**GOAL OF THE EXERCISE**. Write out exactly the lines below that run from the line containing "of the salted" through the last line of the records.

**DATA TO PROCESS**.
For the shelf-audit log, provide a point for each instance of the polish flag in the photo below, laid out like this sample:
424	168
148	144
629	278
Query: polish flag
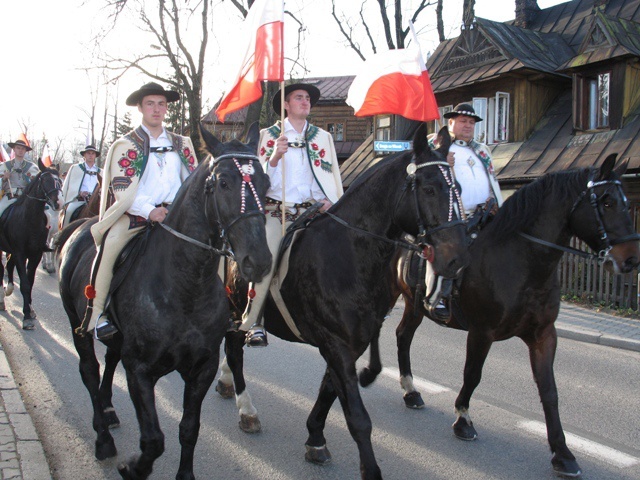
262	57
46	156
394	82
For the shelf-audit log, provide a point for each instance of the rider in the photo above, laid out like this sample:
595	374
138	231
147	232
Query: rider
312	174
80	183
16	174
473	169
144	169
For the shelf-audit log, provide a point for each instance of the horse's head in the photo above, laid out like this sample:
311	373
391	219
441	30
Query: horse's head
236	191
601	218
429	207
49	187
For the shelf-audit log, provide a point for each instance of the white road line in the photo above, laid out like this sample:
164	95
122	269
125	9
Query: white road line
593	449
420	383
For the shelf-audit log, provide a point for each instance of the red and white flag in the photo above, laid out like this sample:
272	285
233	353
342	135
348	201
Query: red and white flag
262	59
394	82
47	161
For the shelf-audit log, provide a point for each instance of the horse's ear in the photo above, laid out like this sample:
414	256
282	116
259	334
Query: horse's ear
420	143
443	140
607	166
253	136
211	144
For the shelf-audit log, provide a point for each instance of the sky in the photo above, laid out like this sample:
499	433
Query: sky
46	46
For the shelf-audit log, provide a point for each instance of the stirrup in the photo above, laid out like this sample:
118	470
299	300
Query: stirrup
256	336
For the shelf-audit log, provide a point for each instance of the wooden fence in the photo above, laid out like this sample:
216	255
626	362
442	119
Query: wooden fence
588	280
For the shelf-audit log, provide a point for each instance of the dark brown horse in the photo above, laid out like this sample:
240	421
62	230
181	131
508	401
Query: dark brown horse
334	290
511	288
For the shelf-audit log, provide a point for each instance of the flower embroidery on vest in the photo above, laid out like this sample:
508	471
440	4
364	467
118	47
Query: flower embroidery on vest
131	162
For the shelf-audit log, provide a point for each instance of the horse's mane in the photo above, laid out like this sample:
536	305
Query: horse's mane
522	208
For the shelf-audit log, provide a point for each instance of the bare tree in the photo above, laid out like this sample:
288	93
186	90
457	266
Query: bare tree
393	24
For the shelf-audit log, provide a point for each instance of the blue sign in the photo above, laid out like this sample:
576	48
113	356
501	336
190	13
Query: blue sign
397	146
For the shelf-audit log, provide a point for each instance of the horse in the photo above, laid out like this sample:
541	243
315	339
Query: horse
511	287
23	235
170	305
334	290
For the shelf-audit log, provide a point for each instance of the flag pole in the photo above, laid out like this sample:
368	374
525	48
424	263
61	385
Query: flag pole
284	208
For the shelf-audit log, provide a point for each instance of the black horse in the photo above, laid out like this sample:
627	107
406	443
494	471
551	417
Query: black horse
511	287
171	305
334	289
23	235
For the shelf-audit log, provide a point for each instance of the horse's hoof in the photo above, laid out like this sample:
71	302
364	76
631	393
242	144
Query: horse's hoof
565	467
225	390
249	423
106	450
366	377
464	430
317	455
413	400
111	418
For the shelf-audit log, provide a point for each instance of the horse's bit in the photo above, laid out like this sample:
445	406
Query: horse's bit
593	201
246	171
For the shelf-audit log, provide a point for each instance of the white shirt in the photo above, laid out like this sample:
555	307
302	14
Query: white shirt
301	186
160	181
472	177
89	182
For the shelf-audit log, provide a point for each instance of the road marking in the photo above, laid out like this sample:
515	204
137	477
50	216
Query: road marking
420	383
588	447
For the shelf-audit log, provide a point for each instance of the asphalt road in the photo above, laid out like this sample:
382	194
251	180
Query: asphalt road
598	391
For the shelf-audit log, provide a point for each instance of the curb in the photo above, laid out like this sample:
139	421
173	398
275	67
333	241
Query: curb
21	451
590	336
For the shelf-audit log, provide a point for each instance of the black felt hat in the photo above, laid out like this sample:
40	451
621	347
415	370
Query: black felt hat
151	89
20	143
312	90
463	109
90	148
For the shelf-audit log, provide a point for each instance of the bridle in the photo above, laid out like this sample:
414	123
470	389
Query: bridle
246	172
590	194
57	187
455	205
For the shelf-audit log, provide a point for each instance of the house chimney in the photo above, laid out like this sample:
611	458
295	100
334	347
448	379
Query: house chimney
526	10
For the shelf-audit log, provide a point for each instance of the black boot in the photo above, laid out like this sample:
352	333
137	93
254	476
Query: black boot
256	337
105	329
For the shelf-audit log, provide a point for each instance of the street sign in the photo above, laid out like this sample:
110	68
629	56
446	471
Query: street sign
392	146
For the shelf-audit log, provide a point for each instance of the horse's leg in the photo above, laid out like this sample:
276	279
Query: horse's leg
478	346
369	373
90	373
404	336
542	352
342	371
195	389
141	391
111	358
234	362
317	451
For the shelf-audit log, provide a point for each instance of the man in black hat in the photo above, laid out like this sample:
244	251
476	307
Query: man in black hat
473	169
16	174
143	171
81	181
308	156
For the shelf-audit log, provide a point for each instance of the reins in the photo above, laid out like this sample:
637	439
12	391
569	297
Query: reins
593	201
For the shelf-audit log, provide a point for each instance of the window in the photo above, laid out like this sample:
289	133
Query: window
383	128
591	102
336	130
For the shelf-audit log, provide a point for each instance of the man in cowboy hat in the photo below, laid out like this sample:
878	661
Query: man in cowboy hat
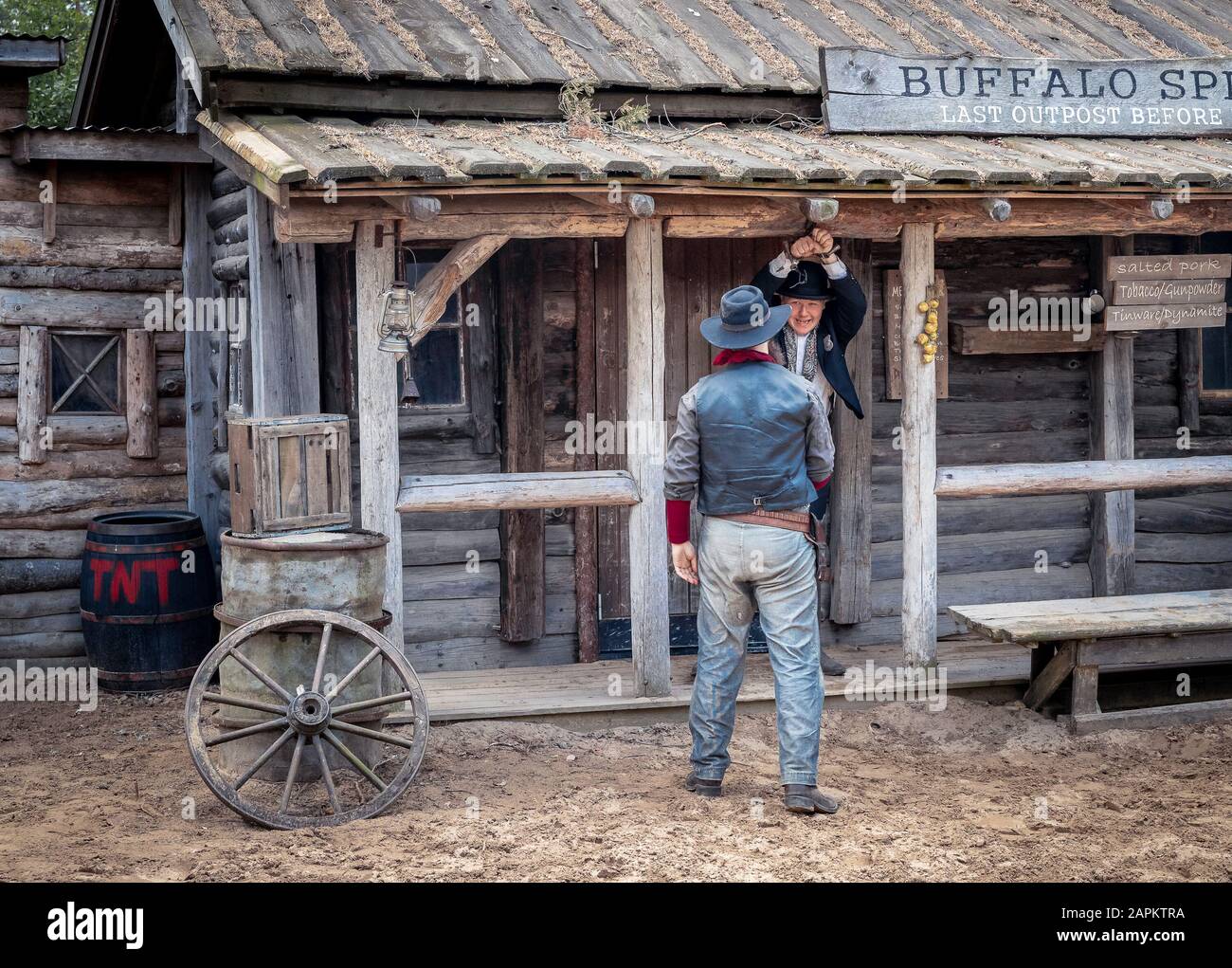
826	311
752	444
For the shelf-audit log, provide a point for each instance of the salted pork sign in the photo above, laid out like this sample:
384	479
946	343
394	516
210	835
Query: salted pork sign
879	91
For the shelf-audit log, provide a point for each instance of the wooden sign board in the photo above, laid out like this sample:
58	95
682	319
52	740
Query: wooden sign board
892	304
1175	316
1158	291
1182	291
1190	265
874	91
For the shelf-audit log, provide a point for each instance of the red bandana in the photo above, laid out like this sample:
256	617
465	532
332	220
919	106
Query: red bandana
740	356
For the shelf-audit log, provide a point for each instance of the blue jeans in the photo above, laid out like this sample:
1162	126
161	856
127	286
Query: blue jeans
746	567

**FINAL RESULT**.
For the shelf-audit log, provide a point for each instance of the salted pork sign in the photo above, laid out like this sample:
384	479
946	343
394	516
210	835
Query: salted pork sign
879	91
For the shelf-audit log, provide a point for each instance of the wooden sign board in the photo above, laid out like this sample:
58	95
682	319
52	740
Query: wooden sign board
892	304
1175	316
1158	291
1182	291
1190	265
874	91
For the shelf-audit log, provide a point for each instance of the red bandana in the photo above, laid out like this sample:
256	617
465	532
332	220
919	106
Query: red bandana
740	356
For the shelf-audit log, provide a point for each instance of the blue jeans in the photo above, laid out like this sample:
1162	126
161	856
127	286
Query: blue jeans
746	567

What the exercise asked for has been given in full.